» Text provided:
++++++
Review! That! Book! DHALGREN by Samuel R. Delaney, Part 2
Posted: November 15, 2019 Filed under: Book Review | Tags: bellona, Book Review, dhalgren, orchid, samuel delaney, samuel r delaney Leave a commentStill with me? Not done with Dhalgrenyet in the critical sense? Could it be that Dhalgren is not yet done with you? Are you being actively observed? Are you sure that you exist??
Whatever the circumstances, awesome! I knew I wasn’t riding this roller coaster alone. Welcome back, sciencefictionados!
Here’s Part 1 of my DHALGREN review. In case, y’know, you’re new to this epic madness.

Image from New York Magazine
Art
We talked about perception in the last post. Art is one way that people make themselves known in Bellona, so you can look at it as kind of an attempt to shape their own personas and identities, or as a grab at self-preservation as Bellona faces down a rolling existential crisis.
But what happens when people don’t bother to examine that art? I’m mainly talking about the public’s reaction to the Kid’s debut poetry book, BRASS ORCHIDS. Everybody reads this thing, but even the sole critical jerk who the Kid talks to is reading it in search of references to themselves. (The critical jerk is internally comparing it to his own book of poetry, so y’know. Still self-referential.) As we talked about in the last post, everybody in Bellona needs to be seen – possibly, they need to be seen to exist.
But many of them don’t have the ability, confidence, or motivation to make themselves visible through art. Granted, art isn’t the only way you can be visible in Bellona – Madame Brown provides therapy, for example. But one person in particular produces nothing, does nothing, and secludes themselves from most of the rest of Bellona, even by reputation. I’m talking about Mary Richards, whose main accomplishment is the facade of normalcy that she maintains over the Richards family.
Her husband and kids help validate her existence, of course, even as she refuses to validate the existence of Bellona’s transformation by observing it. But she’s really a leech – without her family and her pet artists to observe her, she flirts with meaninglessness, and therefore the void. That’s why she kind of collects intelligent people with whom to surround herself. The gang members, on the other hand, don’t need to make art because they can cultivate notoriety. They’re all awed by a famous person and curious about their own depictions in art, but neither have nor need any sophisticated understanding of the meaning behind the poetry. Why duplicate effort? They’re famous and feared and consistently make it into the paper. Plus, there are enough of them that they can observe one another, no art needed. Their continued existence in Bellona is assured.

From The Warriors, but just imagine it’s Bellona
The Kid doesn’t completely understand his own poetry either, but that does bother him, possibly because he senses that there should be a reason for it. And isn’t his reason the same as everyone’s? We’ll all die someday and the memories about us will disintegrate faster than our hollowed-out bones, but if we do something meaningful, and then write it down, we achieve some kind of immortality. People still talk about Homer. The Kid is grappling with what might be an immediate loss of existence in a place that’s existentially unstable, but that’s really just a short-term metaphor for what will eventually happen anyway.
Frustrated by his own lack of insight, and possibly concerned that anything he does will qualify him as delusional, the Kid tries to glean the quality of his poetry from others, even asking the established poet Ernest Newboy if they’re “good.” Almost nobody gives him any solid answers. Many say that they like the poems, but the only useful critical feedback he receives is brutal and unreliable. And, for what it’s worth, probably accurate. The Kid himself points out that people are partially enamoured of his poetry because they like the idea of a young poet. (Most of the Bellonans seem to think that the Kid is around 17, even though he’s closer to 30.) It would follow that the poetry is stylistically immature to support the misconception.
++++++
(Entries from a data source)
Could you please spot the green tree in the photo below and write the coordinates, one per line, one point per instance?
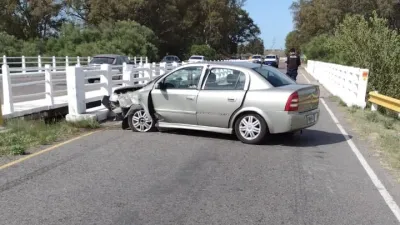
(204, 50)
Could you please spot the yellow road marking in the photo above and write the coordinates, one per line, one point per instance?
(46, 150)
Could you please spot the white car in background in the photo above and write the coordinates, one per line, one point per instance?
(196, 58)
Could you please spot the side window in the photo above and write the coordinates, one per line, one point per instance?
(186, 78)
(225, 79)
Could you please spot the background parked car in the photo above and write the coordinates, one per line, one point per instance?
(171, 59)
(111, 59)
(272, 60)
(196, 58)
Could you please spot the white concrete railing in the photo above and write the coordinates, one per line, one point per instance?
(32, 63)
(346, 82)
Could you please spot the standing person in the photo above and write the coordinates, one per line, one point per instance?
(293, 63)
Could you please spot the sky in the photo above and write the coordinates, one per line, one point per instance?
(274, 19)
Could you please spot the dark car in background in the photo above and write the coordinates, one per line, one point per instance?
(171, 59)
(272, 60)
(112, 59)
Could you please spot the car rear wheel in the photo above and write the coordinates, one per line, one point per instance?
(251, 128)
(139, 121)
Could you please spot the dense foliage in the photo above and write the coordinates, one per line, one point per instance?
(362, 33)
(136, 27)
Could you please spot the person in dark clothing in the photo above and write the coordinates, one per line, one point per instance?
(293, 63)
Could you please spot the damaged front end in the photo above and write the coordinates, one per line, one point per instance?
(121, 100)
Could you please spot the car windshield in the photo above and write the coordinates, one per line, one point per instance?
(170, 58)
(275, 77)
(102, 60)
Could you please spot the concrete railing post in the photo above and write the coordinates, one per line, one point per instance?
(163, 68)
(106, 79)
(23, 64)
(40, 63)
(54, 64)
(7, 90)
(76, 91)
(146, 72)
(48, 85)
(127, 75)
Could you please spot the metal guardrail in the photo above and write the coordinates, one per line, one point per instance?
(385, 101)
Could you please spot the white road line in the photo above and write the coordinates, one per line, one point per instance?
(374, 178)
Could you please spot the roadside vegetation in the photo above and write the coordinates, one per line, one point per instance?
(22, 135)
(151, 28)
(381, 131)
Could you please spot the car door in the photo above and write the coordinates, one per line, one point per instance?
(176, 102)
(221, 95)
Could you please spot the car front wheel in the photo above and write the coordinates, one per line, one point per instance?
(251, 128)
(139, 121)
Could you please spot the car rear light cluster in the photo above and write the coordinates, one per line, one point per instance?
(292, 103)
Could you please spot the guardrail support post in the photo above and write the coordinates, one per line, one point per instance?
(49, 85)
(7, 90)
(76, 91)
(374, 107)
(106, 79)
(362, 88)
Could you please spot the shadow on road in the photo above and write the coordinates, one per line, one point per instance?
(308, 138)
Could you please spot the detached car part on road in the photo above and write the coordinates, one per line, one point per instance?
(248, 99)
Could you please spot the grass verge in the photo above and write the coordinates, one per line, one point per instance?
(22, 135)
(381, 131)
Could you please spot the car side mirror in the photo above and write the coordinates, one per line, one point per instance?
(161, 86)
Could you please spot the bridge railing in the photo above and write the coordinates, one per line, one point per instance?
(28, 64)
(348, 83)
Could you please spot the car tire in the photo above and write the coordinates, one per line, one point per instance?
(138, 122)
(259, 134)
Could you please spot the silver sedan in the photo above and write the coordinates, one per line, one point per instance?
(242, 98)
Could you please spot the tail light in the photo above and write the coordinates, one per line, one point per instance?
(292, 103)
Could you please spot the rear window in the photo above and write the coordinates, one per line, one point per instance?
(274, 76)
(102, 60)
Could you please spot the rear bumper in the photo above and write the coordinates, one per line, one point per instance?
(283, 122)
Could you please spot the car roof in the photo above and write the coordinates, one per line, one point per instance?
(240, 64)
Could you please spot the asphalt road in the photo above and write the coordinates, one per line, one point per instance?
(185, 177)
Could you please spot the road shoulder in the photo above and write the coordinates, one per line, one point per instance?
(366, 147)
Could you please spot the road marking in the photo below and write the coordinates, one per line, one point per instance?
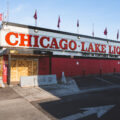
(100, 111)
(104, 80)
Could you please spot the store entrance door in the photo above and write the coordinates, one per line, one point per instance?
(23, 67)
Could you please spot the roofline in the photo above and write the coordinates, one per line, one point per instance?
(56, 31)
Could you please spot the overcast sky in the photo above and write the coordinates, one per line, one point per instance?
(103, 13)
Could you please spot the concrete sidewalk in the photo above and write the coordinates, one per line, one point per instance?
(15, 107)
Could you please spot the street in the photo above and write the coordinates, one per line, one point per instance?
(102, 105)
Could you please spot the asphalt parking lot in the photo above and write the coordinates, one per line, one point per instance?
(98, 104)
(89, 98)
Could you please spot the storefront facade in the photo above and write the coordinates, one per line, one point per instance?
(28, 50)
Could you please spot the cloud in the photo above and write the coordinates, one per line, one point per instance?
(18, 9)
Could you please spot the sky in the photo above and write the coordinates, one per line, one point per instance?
(101, 13)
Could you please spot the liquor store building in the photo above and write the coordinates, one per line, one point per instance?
(29, 50)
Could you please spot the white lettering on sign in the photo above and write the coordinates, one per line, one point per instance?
(45, 42)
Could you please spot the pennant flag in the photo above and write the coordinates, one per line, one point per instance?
(35, 15)
(118, 35)
(0, 16)
(105, 31)
(58, 25)
(77, 23)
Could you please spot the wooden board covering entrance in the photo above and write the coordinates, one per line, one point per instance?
(23, 67)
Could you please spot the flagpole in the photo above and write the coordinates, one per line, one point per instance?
(78, 26)
(93, 29)
(78, 30)
(7, 11)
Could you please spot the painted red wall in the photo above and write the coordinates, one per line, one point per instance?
(43, 66)
(89, 66)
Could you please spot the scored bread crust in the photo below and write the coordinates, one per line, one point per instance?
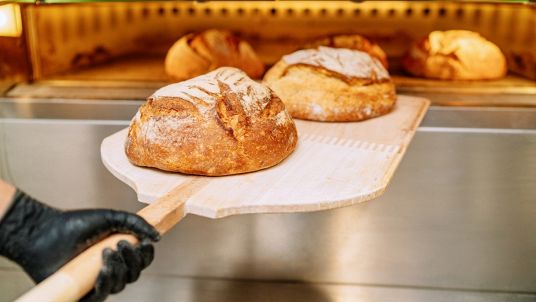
(196, 54)
(455, 55)
(220, 123)
(352, 41)
(330, 84)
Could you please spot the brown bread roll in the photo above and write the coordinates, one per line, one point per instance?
(219, 123)
(455, 55)
(355, 42)
(196, 54)
(332, 84)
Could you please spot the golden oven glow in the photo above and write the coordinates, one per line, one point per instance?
(10, 21)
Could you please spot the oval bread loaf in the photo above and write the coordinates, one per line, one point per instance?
(196, 54)
(455, 55)
(220, 123)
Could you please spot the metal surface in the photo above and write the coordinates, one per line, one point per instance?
(459, 216)
(481, 117)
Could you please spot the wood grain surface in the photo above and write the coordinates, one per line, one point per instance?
(334, 165)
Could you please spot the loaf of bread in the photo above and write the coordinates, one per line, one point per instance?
(355, 42)
(196, 54)
(219, 123)
(455, 55)
(332, 84)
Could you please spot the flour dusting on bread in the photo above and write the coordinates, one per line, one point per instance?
(347, 62)
(253, 96)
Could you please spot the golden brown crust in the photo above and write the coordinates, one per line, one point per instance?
(220, 128)
(320, 94)
(352, 41)
(196, 54)
(455, 55)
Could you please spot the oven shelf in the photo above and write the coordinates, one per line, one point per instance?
(135, 77)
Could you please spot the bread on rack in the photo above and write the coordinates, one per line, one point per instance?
(219, 123)
(455, 55)
(352, 41)
(199, 53)
(332, 84)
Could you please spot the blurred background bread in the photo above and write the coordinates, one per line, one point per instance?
(455, 55)
(332, 84)
(198, 53)
(220, 123)
(352, 41)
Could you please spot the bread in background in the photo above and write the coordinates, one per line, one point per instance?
(220, 123)
(352, 41)
(198, 53)
(332, 84)
(455, 55)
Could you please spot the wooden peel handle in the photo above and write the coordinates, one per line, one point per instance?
(76, 278)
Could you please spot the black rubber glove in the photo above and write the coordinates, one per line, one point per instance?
(42, 239)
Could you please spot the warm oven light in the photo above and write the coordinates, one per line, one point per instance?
(10, 22)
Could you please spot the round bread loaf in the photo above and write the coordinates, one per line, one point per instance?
(355, 42)
(220, 123)
(196, 54)
(332, 84)
(455, 55)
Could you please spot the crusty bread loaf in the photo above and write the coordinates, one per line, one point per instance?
(455, 55)
(196, 54)
(355, 42)
(332, 84)
(220, 123)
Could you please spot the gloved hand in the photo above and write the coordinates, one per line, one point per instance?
(41, 239)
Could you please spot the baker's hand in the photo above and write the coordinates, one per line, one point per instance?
(42, 239)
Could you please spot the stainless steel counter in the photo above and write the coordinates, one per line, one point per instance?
(457, 222)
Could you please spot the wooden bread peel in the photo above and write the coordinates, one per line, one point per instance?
(334, 165)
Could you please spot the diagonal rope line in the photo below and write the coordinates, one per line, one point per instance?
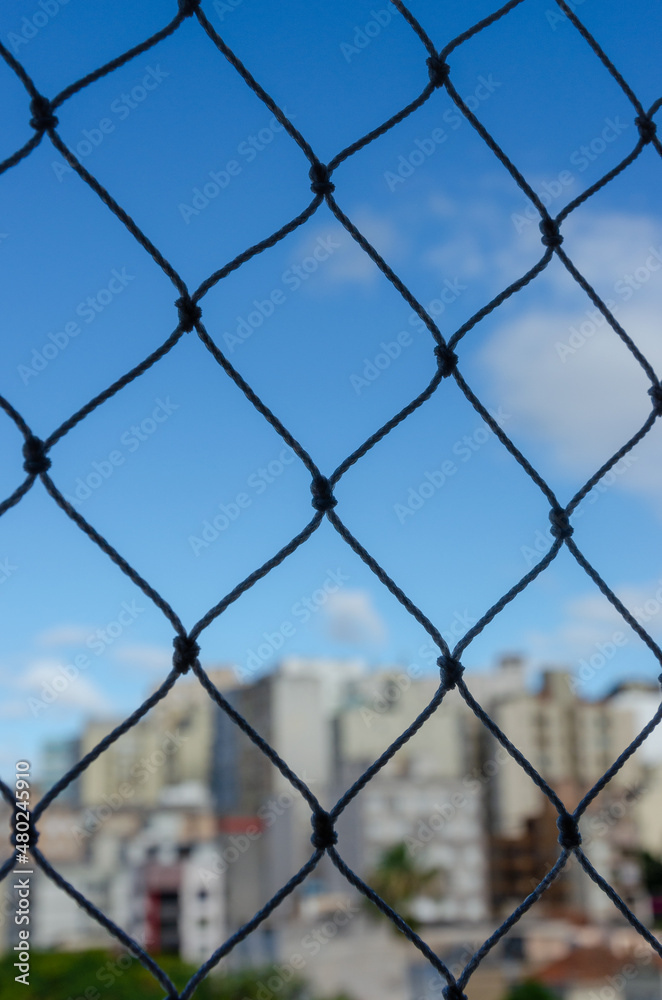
(38, 461)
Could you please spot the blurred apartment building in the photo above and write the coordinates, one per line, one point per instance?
(183, 828)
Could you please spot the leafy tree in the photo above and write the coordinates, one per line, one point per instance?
(97, 975)
(398, 879)
(530, 989)
(651, 871)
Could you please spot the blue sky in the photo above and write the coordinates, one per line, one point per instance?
(190, 152)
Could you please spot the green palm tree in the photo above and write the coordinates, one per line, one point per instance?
(398, 879)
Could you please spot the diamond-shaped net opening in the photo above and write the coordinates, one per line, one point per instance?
(445, 365)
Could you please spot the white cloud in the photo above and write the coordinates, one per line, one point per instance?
(581, 394)
(350, 617)
(51, 681)
(590, 619)
(151, 658)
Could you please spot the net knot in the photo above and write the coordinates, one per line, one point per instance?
(189, 313)
(438, 70)
(43, 117)
(323, 498)
(320, 178)
(561, 527)
(569, 835)
(324, 834)
(451, 671)
(551, 237)
(453, 992)
(186, 653)
(36, 459)
(32, 833)
(188, 7)
(647, 128)
(656, 395)
(446, 360)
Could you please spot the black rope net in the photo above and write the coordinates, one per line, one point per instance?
(445, 363)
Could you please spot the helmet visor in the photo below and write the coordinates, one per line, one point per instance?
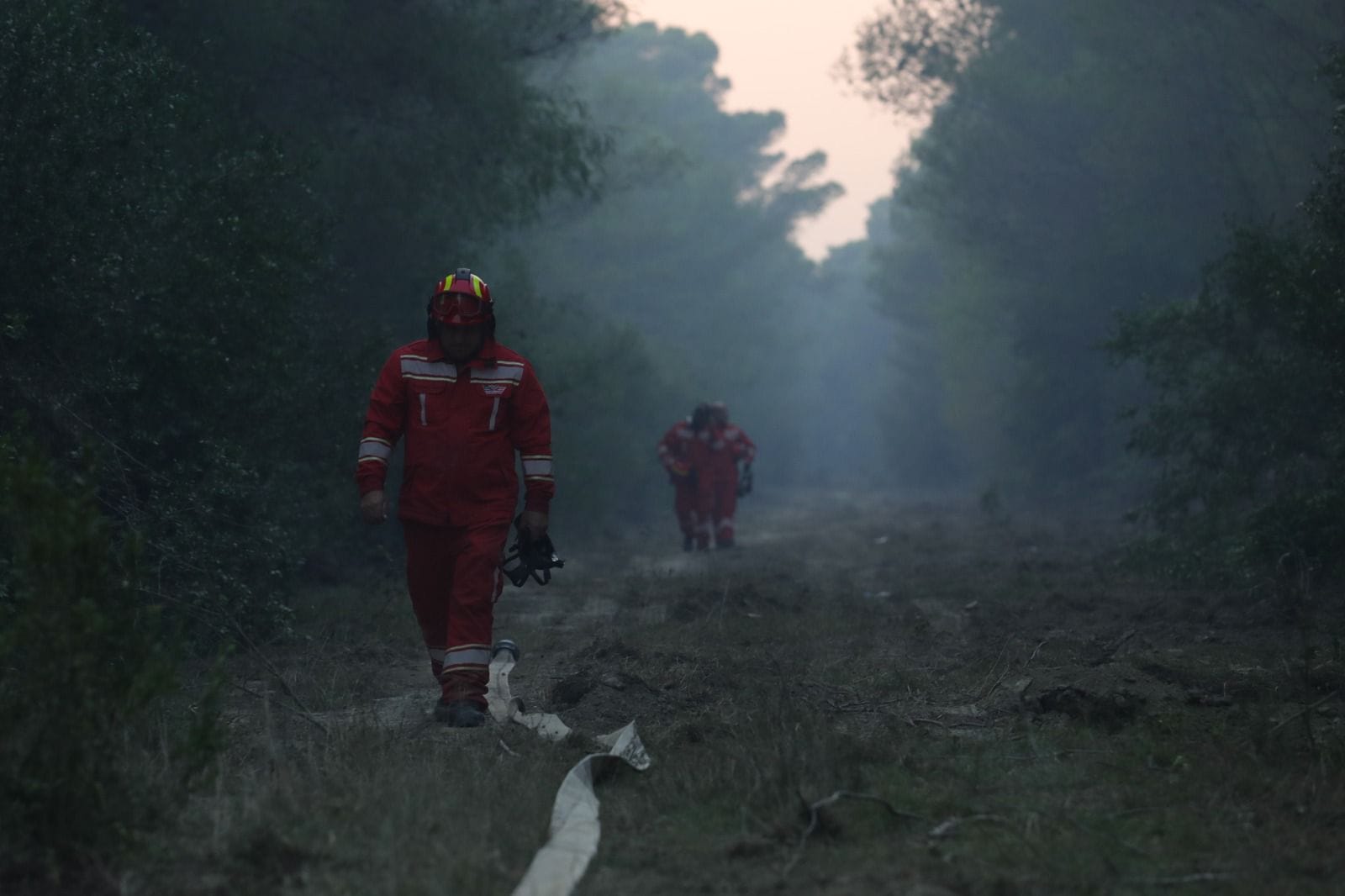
(456, 304)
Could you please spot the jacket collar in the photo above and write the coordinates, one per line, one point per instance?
(488, 356)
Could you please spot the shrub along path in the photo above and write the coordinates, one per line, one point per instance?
(1001, 707)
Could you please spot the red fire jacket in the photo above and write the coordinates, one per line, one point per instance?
(463, 424)
(720, 450)
(676, 448)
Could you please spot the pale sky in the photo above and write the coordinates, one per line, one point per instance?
(780, 54)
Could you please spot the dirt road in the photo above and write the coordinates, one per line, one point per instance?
(1002, 705)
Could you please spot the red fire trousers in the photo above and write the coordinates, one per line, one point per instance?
(717, 499)
(454, 575)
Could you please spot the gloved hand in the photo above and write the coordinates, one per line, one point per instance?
(681, 474)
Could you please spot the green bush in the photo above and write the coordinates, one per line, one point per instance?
(85, 672)
(1248, 410)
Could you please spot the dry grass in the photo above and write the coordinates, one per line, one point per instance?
(1044, 721)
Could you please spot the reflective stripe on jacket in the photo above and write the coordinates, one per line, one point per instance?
(463, 425)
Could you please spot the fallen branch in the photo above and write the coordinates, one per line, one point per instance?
(946, 828)
(814, 815)
(1181, 880)
(303, 714)
(1304, 712)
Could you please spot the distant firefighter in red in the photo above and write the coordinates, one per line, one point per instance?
(720, 450)
(676, 451)
(701, 456)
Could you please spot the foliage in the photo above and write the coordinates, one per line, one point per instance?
(690, 246)
(85, 667)
(152, 284)
(427, 129)
(1083, 158)
(1248, 407)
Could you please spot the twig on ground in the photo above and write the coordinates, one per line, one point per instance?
(814, 809)
(916, 720)
(1180, 880)
(300, 712)
(280, 680)
(1304, 712)
(947, 826)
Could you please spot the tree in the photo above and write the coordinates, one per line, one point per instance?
(1247, 417)
(1080, 159)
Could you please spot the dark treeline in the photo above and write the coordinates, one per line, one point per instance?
(1086, 166)
(217, 219)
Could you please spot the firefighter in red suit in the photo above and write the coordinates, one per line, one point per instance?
(716, 458)
(466, 405)
(676, 454)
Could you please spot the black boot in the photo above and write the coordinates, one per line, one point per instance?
(459, 714)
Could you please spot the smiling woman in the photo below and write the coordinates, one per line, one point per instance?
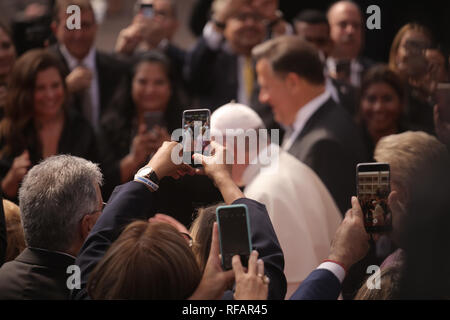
++++++
» Required action:
Copy the book review from "Whatever the circumstances, awesome!" to "this epic madness.", swapping "roller coaster" for "carousel".

» Solved exercise:
Whatever the circumstances, awesome! I knew I wasn’t riding this carousel alone. Welcome back, sciencefictionados!
Here’s Part 1 of my DHALGREN review. In case, y’know, you’re new to this epic madness.